## [Instructions to follow]
Read through the data, and wherever a line holds the word "mirror", write that line out.

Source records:

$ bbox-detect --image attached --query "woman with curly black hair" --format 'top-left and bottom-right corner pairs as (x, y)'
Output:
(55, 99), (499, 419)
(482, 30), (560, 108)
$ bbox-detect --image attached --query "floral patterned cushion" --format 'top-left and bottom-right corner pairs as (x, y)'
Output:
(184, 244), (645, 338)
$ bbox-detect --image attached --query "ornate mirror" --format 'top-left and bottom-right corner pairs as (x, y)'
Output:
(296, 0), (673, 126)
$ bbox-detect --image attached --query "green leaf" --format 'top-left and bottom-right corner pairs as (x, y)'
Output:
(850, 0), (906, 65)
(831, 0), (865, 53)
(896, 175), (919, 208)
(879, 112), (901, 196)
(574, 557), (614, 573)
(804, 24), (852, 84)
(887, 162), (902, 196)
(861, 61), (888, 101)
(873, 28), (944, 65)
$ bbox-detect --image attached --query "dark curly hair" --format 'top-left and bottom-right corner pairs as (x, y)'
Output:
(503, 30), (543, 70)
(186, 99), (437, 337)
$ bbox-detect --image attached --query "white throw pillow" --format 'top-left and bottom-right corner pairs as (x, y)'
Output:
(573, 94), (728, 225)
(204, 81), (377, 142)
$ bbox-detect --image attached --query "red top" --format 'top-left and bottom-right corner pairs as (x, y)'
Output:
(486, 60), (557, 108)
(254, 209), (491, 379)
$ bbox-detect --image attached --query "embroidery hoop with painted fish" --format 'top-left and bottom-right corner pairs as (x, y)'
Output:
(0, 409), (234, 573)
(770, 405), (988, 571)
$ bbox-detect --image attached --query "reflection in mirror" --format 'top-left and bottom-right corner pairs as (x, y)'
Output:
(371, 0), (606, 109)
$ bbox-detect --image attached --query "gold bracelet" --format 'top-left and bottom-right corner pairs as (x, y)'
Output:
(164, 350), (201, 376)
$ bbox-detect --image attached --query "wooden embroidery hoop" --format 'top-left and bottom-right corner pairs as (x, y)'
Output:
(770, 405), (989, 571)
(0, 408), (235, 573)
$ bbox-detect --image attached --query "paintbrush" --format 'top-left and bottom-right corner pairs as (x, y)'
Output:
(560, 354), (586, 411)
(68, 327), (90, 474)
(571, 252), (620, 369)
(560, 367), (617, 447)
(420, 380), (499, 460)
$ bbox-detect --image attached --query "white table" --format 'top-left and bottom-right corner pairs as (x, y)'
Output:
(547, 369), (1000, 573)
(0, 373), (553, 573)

==

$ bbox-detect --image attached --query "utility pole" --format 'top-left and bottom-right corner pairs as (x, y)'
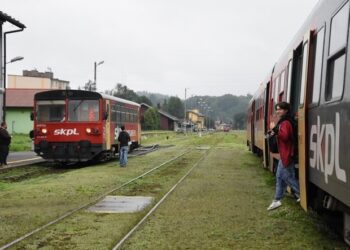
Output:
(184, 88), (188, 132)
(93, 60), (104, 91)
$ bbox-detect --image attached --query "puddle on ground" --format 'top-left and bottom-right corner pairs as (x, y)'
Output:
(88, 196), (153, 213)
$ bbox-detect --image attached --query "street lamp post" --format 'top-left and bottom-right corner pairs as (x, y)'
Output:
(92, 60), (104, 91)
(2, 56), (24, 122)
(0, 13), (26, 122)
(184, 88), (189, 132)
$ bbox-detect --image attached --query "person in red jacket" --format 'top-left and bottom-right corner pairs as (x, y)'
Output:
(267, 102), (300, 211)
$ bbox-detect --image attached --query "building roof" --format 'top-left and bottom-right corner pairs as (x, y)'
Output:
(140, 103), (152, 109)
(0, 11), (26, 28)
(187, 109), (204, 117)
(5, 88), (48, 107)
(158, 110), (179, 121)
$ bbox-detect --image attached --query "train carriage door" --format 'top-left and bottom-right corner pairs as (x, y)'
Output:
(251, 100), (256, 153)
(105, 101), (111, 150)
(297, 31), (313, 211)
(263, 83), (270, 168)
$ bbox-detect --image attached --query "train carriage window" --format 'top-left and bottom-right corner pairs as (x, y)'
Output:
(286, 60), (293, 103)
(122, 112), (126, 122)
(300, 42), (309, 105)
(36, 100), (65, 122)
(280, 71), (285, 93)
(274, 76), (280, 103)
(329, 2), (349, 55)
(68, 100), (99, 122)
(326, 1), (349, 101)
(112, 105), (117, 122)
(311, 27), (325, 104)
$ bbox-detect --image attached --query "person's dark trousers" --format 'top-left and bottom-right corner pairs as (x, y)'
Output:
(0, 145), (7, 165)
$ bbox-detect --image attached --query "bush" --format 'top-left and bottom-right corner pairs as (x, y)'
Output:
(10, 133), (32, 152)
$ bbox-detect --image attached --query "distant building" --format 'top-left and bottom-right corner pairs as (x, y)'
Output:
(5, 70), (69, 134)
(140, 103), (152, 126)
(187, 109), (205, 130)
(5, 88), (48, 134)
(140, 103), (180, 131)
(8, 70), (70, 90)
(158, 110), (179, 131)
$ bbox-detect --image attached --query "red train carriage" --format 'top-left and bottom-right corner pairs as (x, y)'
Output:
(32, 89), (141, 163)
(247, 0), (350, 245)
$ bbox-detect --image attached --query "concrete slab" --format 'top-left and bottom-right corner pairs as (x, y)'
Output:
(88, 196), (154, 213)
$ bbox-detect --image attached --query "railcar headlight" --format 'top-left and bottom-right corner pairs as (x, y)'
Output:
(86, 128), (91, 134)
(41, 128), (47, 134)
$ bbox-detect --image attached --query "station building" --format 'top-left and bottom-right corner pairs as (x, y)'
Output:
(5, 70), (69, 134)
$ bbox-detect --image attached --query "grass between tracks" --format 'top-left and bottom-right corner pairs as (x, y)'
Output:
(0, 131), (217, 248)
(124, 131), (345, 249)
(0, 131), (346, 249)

==

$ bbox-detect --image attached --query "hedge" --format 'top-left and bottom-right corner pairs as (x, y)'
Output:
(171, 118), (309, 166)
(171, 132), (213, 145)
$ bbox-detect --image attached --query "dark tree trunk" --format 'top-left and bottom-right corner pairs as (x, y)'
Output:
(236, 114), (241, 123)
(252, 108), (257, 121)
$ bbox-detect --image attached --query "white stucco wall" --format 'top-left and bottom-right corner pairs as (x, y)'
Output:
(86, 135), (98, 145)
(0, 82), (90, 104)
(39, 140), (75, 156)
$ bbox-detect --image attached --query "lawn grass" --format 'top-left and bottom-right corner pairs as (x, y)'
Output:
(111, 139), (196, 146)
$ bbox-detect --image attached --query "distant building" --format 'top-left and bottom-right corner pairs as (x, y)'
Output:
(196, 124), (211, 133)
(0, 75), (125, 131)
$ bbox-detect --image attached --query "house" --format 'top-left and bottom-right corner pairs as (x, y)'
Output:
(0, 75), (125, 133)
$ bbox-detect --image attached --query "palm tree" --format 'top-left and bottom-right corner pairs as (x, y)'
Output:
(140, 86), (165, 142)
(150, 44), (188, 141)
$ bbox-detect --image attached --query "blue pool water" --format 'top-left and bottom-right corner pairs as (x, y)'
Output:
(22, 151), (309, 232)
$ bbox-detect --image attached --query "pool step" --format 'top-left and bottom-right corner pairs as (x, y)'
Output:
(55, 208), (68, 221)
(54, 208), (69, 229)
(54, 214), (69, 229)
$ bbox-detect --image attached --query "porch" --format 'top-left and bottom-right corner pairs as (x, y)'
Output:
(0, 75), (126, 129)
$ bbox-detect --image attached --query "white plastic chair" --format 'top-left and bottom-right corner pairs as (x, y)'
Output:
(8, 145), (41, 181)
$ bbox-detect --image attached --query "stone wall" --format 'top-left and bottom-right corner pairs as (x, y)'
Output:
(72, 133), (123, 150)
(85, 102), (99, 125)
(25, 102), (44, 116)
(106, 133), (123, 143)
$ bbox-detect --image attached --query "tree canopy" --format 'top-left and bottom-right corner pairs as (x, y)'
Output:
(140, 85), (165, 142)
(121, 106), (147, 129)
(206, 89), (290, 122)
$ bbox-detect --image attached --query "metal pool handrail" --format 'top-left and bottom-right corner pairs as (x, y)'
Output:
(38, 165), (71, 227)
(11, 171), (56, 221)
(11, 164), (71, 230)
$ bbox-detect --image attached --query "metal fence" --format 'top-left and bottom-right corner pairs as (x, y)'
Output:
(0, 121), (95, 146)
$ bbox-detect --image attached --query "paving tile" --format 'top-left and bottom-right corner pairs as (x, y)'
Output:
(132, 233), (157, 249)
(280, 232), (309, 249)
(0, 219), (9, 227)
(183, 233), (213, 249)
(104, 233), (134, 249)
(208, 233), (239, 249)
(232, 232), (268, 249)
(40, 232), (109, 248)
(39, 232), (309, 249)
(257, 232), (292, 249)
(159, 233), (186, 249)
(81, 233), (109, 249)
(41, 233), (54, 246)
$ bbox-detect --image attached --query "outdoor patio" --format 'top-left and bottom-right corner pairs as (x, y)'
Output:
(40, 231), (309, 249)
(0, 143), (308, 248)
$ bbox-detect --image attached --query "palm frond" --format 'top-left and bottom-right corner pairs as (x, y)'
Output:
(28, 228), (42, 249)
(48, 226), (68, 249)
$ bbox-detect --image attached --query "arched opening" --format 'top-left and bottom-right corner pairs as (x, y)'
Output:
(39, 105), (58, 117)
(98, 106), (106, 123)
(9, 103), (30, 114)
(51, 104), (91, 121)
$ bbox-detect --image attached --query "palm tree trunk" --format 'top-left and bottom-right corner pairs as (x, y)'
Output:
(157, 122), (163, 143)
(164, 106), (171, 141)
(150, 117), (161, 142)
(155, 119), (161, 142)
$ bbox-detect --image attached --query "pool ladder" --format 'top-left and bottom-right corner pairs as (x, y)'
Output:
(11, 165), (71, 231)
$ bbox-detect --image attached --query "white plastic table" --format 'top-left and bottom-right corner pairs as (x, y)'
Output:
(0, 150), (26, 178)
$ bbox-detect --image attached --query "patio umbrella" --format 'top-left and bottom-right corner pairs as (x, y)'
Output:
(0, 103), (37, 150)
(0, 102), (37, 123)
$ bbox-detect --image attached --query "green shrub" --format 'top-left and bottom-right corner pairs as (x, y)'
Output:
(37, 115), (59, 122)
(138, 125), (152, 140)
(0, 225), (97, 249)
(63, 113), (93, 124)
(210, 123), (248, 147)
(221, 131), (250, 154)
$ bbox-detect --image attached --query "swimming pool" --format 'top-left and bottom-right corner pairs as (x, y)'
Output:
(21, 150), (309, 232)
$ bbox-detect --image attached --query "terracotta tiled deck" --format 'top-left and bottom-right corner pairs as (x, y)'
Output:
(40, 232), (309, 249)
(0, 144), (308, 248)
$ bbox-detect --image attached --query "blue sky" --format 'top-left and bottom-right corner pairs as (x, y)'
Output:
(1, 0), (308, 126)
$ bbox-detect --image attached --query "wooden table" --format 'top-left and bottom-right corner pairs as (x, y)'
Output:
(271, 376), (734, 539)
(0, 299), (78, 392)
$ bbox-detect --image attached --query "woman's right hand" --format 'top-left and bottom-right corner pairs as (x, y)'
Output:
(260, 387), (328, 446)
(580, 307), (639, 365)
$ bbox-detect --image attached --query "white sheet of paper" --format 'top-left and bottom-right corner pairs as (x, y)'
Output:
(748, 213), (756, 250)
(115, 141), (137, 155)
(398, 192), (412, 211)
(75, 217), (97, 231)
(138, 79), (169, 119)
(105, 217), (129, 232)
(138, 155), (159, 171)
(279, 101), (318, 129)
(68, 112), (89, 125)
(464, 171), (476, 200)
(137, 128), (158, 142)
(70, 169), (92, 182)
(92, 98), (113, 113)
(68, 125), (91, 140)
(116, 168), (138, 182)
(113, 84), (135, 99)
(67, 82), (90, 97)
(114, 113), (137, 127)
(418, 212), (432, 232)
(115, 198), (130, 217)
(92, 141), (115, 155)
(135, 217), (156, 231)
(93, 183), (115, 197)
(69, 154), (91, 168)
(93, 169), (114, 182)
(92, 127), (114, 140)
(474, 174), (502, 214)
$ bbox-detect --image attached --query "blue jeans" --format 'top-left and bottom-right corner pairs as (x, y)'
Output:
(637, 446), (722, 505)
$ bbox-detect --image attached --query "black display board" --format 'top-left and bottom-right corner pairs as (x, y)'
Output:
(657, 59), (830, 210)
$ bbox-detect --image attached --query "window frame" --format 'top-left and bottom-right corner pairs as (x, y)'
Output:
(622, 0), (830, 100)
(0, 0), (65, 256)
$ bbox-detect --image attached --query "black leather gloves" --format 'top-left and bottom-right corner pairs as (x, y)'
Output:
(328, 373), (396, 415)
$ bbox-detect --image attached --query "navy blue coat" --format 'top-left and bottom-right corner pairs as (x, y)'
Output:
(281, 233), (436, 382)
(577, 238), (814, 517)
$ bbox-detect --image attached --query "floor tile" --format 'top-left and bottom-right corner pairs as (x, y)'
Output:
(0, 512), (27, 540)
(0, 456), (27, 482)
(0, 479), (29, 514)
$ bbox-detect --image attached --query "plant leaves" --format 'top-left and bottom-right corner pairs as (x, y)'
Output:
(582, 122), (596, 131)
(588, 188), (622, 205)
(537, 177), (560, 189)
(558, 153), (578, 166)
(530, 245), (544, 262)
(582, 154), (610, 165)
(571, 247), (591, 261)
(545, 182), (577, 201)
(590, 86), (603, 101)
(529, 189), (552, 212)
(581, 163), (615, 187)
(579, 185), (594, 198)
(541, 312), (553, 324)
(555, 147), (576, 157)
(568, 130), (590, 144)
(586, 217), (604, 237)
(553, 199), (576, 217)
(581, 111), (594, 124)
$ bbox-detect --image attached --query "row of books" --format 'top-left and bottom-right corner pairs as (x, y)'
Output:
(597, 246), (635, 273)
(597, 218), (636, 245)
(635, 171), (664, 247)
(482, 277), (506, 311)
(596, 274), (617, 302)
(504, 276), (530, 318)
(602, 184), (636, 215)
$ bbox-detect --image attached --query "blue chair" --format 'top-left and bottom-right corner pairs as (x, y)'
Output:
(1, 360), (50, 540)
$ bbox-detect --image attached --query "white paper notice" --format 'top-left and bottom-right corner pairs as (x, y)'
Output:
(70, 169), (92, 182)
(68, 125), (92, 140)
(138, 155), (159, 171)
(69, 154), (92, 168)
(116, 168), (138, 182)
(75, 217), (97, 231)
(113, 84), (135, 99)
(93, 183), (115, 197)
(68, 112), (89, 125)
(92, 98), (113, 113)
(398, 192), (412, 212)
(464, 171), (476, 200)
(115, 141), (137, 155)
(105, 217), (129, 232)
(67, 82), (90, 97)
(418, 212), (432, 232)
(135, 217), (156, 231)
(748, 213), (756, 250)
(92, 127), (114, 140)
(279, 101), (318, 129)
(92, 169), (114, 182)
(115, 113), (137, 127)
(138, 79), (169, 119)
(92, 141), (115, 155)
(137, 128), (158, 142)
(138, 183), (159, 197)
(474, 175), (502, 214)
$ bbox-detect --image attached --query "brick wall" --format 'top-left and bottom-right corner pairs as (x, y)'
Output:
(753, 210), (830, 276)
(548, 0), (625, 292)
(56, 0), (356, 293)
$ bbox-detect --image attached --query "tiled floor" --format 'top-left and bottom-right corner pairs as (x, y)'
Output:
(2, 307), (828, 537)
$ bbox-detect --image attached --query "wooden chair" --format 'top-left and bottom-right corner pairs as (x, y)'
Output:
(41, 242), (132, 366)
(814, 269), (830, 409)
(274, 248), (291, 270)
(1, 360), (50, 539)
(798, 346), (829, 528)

## [Problem solution]
$ bbox-detect --image attached --query "ornate mirror" --format 'top-left and bottom-right corner pairs as (x, y)'
$ bbox-detect --image attached --query "reflection in mirror" --format 'top-left and bottom-right corner pairs as (x, y)'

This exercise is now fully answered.